Source document:
# Exploratory data analysis and preprocessing

In this notebook, I perform some exploratory data analysis (EDA) of the EvaLatin dataset. Then, using what I've learnt about the data I preprocess it for the modeling stage.

## Exploratory data analysis

In this section, I want to find insights that I can leverage in the modeling stage. This analysis is structured in four sections, each focusing on a different level of the data:

1. Dataset
2. Forms
3. POS
4. Lemmata

In [None]:
%load_ext blackcellmagic
%matplotlib inline
import os
import re
import unicodedata
from collections import OrderedDict
import pathlib
import fileinput
import pyconll
import pandas as pd
import matplotlib.pyplot as plt
import seaborn as sns
sns.set()
from segments import Profile, Tokenizer


from filenames import ROOT, RAW_EVALATIN_TRAINING_DATA_DIR, PROCESSED_EVALATIN_POS_TRAIN_DATA

os.chdir(ROOT)
BLUE = sns.color_palette()[0]

In [None]:
# Read in all data into a single pyconll CoNLL structure
path = pathlib.Path(RAW_EVALATIN_TRAINING_DATA_DIR)
f = fileinput.input(path.glob("*.conllu"))
conll = pyconll.unit.conll.Conll(f)

# Read in all data into a pandas DataFrame
data = []
for sentence in conll:
    for token in sentence:
        d = {"form": token.form, "lemma": token.lemma, "pos": token.upos}
        data.append(d)
df = pd.DataFrame(data)

### Dataset

#### Summary

- There are 14,399 sentences in the training data.
- There are 259,645 tokens in the training data. The official guidelines say 259,646 but I'm not too worried about this discrepency.
- Most (75%) sentences have under 24 tokens, with the average having 18. The vast majority (95%) of sentences have at most 40 tokens.
- There are no punctuation or end of sentence markers.

#### Notes

- Both the POS and lemmatization task make most sense at the sentence level, although you could try type-level approaches.
- The dataset is sizeable but not huge, so it could be worth investigating external unlabelled data, external labelled data and data augmentation methods
- Sentence lengths aren't too long, so models forgetting context is not a pressing concern.
- We'll have to add beginning and end of sentence markers.

In [None]:
# How many sentences are there?
len(conll)

In [None]:
# How many tokens are there?
sum(map(len, conll))

In [None]:
# What is the distribution of sentence length?
sentence_lengths = pd.Series([len(s) for s in conll])
sentence_lengths.describe()

In [None]:
# Now we show sentence length visually
plt.figure(figsize=(12, 8))
plt.xlim((0, 100))
sns.distplot(sentence_lengths, bins=300, kde=False)

In [None]:
# This shows the percent of sentences with at most 40 tokens.
(sentence_lengths <= 40).value_counts(normalize=True) * 100

### Forms

N.B. This counts characters not graphemes.

Dataset excerpt:

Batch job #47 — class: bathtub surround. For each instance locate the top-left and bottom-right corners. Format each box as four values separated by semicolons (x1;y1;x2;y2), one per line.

Task instructions:
a - List the levels of the data that the EvaLatin analysis notebook says its exploratory analysis covers.
b - Pick up the EvaLatin analysis notebook after its final line and keep writing.

In response:
a - Dataset, Forms, POS, Lemmata

b -
#### Summary

- There are 43,767 unique forms in the training data, of which more than half (24,376) only appear once. The vast majority (90%) of forms appear at most 7 times in the training data.
- Most forms have at most 8 characters, with the average form having around 6. The vast majority (95%) of words have at most 10 characters.
- There are 126 different characters in the training data.
- These characters fall into one of four classes:
    - Latin
    - Greek
    - Full stop
    - Other
- Over 98% of the Latin characters are lower case.
- Full stops are used in four different ways:
    - In abbreviations of proper nouns (following the regex `[A-Z].*\.`)
    - In lacunae (following the regex `\.\.\.`)
    - For the noun "salus", almost always preceded by "suus".
    - Other abbreviations, whose full form is not found elsewhere in the sentence.
- Capitalization is used in four different ways:
    - As the first character of a sentence
    - As the first character of a proper noun (abbreviated and not)
    - In Roman numerals
    - In "HS"
- About half the forms that end with "-que" are the clitic "-que".

#### Notes

- The large number of forms, and especially the large number of hapax legomena, suggest the need to include character-based methods.
- The large number of forms with few examples in the training data suggest that the test data will also have many infrequent forms too. This lends further support for character-based methods, and context-based methods.
- We can massively reduce the size of the character vocabulary by focusing on Latin characters.
- If we're just focusing on Latin characters, we could again halve the size of the character vocabulary if we focus on lower case characters. However, they are a huge signal for proper nouns (abbreviated or not).
- We could replace all Greek words with a single Greek character.

In [None]:
# What is the distribution of number of characters per form?
word_lengths = df["form"].str.len()
word_lengths.describe()

In [None]:
# This shows the percent of words with at most 10 characters.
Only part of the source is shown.